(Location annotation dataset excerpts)
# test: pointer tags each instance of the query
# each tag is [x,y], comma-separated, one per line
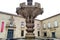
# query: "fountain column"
[29,12]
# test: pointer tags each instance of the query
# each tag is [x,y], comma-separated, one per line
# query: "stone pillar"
[29,12]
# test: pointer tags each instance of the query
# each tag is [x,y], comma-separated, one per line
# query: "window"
[49,25]
[45,33]
[22,24]
[38,25]
[22,33]
[38,33]
[55,23]
[44,26]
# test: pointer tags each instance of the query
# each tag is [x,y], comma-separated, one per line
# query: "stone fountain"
[29,12]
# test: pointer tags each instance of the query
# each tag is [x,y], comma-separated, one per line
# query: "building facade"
[14,26]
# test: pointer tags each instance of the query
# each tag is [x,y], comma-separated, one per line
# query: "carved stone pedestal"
[29,12]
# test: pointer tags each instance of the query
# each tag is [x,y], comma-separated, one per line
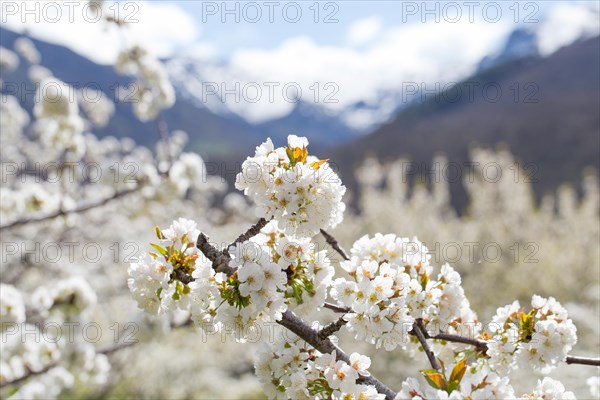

GIVEN EXERCISE → Count the lines in the entries above that contain the string "fountain" with matching case. Reply with the number alone.

ANSWER BELOW → 2